(Rows of box annotation data)
***
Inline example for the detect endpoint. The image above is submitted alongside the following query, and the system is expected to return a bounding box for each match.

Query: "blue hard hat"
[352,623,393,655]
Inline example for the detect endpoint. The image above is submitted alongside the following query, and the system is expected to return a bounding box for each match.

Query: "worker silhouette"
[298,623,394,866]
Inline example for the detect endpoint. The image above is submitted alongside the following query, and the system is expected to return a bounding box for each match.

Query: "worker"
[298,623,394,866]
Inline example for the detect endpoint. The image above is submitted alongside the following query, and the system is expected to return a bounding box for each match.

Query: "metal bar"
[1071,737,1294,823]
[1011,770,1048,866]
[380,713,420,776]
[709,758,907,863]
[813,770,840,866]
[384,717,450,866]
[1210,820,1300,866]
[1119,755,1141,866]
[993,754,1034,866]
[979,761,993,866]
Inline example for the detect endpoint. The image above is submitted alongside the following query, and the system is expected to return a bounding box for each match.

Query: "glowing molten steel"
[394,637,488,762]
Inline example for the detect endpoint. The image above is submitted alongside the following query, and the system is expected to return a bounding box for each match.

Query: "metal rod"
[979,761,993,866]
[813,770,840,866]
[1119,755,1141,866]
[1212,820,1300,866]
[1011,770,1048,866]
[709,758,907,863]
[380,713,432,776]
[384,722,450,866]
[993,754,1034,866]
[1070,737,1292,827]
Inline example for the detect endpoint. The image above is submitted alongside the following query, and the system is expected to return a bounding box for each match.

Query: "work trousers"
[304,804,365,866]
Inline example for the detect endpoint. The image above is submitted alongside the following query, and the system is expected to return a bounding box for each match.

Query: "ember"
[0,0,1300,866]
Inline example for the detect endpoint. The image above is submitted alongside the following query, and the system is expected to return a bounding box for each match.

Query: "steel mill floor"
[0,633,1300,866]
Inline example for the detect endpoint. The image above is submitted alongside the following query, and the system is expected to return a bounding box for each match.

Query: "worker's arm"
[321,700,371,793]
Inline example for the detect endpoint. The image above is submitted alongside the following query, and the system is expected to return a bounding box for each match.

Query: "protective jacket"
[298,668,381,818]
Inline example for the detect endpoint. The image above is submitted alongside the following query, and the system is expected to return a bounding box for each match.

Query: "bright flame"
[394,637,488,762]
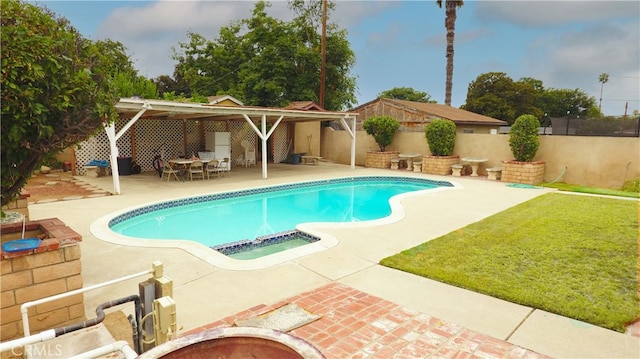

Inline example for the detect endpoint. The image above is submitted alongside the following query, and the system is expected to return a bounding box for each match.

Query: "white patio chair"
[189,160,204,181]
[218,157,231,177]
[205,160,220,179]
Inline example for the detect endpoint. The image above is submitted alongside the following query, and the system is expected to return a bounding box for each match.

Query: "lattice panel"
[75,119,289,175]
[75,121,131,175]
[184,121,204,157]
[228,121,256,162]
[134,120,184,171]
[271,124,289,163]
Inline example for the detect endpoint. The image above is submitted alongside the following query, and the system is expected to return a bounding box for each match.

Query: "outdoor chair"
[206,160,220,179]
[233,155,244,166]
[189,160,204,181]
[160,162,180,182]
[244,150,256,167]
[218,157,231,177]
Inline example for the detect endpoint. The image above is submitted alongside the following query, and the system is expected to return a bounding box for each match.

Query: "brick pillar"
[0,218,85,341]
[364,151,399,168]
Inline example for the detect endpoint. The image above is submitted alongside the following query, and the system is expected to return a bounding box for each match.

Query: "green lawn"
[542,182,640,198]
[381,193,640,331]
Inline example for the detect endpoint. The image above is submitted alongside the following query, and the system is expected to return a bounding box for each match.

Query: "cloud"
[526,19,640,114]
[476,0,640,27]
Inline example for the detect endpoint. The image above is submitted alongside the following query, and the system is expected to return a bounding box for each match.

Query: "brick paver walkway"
***
### WHAT TO DO
Pick out each line in the items that contains the string "steel". Case counts.

### COMPLETE RESPONSE
Query: "glowing molten steel"
Query: "steel mill floor"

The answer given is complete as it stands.